Texte support:
Epidémie de COVID-19 : une aubaine pour la télémédecine?

Véronique Hunsinger

23 mars 2020

France – Si la télémédecine, et en particulier la téléconsultation, avaient du mal à démarrer en France, l’épidémie actuelle pourrait bien leur donner un coup de boost d’une ampleur aussi élevée qu’inattendue. Quels opérateurs se positionnent sur ce créneau ? Les médecins peuvent-ils tous s’y mettre, comme le prétend l’Assurance maladie ? Si oui, alors comment facturer ces consultations et choisir un logiciel ?

Assouplissement des règles de la téléconsultation

Dans le contexte actuel de confinement imposé par les Autorités pour entraver la contagiosité, la téléconsultation apparait en effet pour certains comme LA solution, même si elle ne permet pas l’examen clinique, pour diagnostiquer les cas de Covid-19 tout en permettant aux médecins de se protéger. Et, en effet, selon l’Agence du numérique en santé, « parce qu’ils permettent l’exercice de la médecine tout en protégeant les professionnels de santé et leurs patients, la téléconsultation (consultation à distance) et le télésuivi (suivi infirmier à distance) apportent une réponse sanitaire à l’épidémie actuelle ».

Consigne: Dans le texte sur la télémédecine, quel organisme affirme que la téléconsultation et le télésuivi apportent une réponse sanitaire à l'épidémie actuelle ?

Jeu de données:
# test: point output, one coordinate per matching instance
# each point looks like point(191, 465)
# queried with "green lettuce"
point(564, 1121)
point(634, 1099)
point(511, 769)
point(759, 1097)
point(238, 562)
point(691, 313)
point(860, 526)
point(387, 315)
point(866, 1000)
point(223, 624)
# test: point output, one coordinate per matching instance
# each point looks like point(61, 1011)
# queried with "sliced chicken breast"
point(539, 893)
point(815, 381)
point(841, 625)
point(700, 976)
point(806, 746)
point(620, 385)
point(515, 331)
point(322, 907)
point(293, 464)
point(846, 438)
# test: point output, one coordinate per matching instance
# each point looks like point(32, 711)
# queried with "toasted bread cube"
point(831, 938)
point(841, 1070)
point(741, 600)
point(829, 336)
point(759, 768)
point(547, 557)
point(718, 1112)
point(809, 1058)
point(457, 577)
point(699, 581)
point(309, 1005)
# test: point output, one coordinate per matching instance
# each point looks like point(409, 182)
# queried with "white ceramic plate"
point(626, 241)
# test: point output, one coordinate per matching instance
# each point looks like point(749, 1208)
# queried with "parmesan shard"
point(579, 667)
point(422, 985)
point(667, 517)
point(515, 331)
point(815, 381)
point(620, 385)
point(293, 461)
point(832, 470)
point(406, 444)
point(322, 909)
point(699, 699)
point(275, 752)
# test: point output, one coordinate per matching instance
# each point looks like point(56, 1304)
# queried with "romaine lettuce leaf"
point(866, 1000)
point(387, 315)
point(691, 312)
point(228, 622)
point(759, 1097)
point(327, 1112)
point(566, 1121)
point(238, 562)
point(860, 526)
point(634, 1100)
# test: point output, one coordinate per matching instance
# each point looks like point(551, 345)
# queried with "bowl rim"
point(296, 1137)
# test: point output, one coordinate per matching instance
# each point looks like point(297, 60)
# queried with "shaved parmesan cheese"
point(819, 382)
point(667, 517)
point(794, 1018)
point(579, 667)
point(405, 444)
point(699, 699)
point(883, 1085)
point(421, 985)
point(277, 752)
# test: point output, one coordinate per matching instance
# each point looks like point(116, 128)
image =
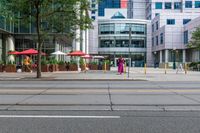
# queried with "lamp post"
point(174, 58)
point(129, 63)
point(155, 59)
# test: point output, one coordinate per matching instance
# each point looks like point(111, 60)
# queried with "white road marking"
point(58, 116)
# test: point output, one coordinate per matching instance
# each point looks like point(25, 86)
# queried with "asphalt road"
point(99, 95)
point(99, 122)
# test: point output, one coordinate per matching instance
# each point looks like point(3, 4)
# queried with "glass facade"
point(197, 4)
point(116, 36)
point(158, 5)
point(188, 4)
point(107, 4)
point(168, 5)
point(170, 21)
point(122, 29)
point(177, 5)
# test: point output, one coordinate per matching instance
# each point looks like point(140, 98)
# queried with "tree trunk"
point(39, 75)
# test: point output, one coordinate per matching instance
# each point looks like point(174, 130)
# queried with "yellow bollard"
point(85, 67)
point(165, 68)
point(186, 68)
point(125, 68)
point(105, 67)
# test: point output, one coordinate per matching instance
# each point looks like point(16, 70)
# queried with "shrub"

Corrigé: L'Agence du numérique en santé.